*** DATA FOR REVIEW
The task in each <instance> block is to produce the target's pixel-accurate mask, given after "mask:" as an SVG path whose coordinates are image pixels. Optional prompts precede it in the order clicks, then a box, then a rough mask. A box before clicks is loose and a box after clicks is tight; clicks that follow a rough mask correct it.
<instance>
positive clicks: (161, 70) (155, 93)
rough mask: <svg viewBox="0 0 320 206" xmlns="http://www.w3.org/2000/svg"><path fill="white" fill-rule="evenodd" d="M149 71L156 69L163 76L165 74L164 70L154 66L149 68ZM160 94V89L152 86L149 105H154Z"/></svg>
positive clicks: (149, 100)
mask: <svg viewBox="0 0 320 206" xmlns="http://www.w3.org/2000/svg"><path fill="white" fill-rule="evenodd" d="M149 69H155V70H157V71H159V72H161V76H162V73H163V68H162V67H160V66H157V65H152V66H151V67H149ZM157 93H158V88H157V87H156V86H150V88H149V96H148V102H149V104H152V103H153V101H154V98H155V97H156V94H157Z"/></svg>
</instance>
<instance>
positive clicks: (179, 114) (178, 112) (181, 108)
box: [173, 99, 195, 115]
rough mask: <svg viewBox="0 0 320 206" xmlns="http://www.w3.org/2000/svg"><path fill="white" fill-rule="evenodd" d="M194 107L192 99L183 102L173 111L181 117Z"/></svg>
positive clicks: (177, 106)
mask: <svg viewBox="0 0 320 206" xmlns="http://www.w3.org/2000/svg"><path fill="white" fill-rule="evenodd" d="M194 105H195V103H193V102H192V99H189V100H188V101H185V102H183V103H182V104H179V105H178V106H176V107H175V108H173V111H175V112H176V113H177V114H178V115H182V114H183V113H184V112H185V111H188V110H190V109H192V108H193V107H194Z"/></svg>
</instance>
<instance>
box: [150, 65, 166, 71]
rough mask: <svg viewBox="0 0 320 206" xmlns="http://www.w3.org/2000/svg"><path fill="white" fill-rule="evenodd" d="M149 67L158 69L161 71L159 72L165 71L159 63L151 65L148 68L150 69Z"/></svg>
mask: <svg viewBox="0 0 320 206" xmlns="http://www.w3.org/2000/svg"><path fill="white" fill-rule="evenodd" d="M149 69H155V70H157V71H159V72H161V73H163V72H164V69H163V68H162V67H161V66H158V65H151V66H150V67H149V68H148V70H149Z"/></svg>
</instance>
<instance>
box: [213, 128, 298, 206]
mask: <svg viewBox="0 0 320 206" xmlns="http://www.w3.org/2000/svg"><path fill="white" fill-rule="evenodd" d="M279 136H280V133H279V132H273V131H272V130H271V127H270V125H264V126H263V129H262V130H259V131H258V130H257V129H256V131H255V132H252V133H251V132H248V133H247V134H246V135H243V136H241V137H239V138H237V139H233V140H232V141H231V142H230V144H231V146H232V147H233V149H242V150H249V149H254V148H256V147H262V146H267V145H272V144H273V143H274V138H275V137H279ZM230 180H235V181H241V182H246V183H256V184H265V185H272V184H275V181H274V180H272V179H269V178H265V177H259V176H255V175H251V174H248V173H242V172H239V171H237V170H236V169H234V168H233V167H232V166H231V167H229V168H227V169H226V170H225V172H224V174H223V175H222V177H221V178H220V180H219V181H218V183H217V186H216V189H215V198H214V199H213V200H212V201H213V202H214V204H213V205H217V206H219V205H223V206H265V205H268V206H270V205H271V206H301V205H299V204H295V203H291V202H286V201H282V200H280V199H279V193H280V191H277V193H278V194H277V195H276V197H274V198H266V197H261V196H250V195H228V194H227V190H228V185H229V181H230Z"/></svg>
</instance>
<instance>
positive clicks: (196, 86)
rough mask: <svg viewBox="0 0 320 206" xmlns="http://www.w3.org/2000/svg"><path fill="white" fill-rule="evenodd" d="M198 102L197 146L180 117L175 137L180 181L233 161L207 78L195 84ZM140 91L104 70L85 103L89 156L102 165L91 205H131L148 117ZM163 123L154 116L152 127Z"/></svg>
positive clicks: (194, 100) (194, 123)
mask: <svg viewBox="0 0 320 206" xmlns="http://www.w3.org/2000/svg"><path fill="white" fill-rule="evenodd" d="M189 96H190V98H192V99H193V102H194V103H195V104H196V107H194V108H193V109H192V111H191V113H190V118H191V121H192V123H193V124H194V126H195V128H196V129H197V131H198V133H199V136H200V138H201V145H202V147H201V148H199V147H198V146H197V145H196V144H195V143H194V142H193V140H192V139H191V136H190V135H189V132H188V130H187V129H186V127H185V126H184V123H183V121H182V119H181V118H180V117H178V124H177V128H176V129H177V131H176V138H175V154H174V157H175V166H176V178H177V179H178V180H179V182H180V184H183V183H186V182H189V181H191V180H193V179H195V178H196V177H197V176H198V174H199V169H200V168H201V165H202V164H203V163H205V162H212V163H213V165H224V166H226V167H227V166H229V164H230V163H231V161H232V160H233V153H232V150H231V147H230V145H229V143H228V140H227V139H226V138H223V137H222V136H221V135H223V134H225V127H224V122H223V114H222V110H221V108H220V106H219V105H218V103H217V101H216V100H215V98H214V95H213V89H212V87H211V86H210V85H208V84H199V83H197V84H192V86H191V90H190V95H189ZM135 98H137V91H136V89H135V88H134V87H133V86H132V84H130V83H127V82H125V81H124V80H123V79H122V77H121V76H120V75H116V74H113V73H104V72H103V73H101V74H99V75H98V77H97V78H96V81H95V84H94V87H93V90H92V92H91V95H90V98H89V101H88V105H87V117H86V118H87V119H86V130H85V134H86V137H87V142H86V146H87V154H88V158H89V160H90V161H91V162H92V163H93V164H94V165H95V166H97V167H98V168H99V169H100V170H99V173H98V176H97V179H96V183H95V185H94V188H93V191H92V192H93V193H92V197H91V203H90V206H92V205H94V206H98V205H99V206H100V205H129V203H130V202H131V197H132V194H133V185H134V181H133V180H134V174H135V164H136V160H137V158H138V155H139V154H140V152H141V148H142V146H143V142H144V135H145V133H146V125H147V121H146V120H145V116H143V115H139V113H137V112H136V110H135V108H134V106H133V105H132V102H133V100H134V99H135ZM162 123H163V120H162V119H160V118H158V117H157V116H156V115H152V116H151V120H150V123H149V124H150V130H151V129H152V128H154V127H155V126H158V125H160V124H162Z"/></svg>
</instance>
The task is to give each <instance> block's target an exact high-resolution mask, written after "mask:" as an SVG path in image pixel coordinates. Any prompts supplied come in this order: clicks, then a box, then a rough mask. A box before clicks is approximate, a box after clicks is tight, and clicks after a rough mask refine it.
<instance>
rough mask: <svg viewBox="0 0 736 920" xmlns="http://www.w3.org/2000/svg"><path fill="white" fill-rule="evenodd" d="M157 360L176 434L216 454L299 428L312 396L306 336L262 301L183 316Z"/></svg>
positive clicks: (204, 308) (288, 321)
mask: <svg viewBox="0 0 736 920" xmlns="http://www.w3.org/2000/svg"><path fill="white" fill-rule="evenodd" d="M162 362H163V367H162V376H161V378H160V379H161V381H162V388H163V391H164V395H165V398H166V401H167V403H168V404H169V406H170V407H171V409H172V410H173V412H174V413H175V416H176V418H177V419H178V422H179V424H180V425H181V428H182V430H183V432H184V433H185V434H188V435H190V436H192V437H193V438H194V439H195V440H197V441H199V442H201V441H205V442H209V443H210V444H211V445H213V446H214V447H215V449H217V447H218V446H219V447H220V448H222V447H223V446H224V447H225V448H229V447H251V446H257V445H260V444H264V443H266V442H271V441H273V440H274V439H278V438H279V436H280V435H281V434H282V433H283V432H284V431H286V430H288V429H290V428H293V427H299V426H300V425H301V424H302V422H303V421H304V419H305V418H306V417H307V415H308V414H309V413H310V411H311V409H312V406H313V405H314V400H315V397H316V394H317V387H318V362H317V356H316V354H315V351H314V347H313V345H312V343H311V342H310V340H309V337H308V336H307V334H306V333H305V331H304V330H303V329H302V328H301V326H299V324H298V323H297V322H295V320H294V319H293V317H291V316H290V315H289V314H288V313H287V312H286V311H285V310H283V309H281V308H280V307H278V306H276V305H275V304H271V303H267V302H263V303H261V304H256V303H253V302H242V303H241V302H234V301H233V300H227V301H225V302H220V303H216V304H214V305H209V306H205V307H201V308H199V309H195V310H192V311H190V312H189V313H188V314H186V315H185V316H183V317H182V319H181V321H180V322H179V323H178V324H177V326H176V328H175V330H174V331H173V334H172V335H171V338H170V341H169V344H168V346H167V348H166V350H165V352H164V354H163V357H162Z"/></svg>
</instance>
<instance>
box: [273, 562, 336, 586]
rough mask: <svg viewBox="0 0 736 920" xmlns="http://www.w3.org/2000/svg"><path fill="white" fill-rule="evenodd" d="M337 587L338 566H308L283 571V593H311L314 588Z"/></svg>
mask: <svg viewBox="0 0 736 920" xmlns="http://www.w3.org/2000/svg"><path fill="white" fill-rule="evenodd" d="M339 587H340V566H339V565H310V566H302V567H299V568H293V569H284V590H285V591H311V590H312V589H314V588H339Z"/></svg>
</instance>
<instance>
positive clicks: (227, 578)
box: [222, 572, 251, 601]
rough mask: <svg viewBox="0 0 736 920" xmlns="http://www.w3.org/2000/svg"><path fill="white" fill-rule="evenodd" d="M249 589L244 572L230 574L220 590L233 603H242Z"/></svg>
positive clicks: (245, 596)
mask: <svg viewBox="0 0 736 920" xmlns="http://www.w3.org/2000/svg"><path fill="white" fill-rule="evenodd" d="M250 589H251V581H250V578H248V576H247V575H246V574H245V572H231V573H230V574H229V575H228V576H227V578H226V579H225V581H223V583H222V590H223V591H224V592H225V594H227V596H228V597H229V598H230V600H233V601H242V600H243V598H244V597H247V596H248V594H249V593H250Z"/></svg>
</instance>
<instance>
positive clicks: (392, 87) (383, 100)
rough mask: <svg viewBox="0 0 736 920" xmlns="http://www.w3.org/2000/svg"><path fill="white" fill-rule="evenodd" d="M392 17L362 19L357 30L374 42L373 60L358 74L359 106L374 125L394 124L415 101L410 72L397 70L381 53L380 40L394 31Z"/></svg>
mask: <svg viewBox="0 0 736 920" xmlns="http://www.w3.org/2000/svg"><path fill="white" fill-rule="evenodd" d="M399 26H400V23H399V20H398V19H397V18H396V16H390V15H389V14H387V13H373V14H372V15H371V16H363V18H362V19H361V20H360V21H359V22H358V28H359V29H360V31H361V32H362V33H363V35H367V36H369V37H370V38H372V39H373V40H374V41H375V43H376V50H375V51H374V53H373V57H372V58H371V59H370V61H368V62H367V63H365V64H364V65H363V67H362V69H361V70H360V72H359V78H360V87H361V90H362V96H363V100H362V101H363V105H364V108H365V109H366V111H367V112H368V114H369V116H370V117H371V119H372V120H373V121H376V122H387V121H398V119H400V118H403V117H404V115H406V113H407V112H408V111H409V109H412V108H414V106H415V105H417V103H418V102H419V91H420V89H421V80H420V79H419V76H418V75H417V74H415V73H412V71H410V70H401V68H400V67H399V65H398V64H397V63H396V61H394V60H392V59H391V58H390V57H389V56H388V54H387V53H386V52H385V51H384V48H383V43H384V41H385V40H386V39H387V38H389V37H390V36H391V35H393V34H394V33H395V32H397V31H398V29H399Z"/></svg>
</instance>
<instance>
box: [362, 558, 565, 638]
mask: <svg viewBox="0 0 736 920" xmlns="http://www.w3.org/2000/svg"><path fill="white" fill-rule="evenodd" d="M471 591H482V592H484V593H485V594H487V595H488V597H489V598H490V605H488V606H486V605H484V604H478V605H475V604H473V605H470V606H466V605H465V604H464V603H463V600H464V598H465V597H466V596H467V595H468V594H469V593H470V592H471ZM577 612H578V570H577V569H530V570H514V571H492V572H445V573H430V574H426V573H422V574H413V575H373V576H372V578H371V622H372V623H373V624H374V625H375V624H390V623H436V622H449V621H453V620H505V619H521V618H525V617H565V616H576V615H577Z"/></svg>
******
**WHAT TO DO**. Which lines above hold the string "each"? Copy every one of them.

**OUTPUT FOR THIS EXERCISE**.
The task in each <instance> block is to produce the target's pixel-accurate mask, given after "mask:" as an SVG path whose coordinates are image pixels. Optional prompts precede it in the order clicks, then a box, then a rough mask. A box before clicks is loose and a box after clicks is tight; clicks that follow a rough mask correct it.
The task is to give each <instance> block's target an exact high-resolution mask, written after "mask:" as an SVG path in image pixel coordinates. Any prompts supplied come in this order: clicks, then a box, then a rough mask. A box before clicks is approximate, a box after clicks is tight, and clicks after a rough mask refine it.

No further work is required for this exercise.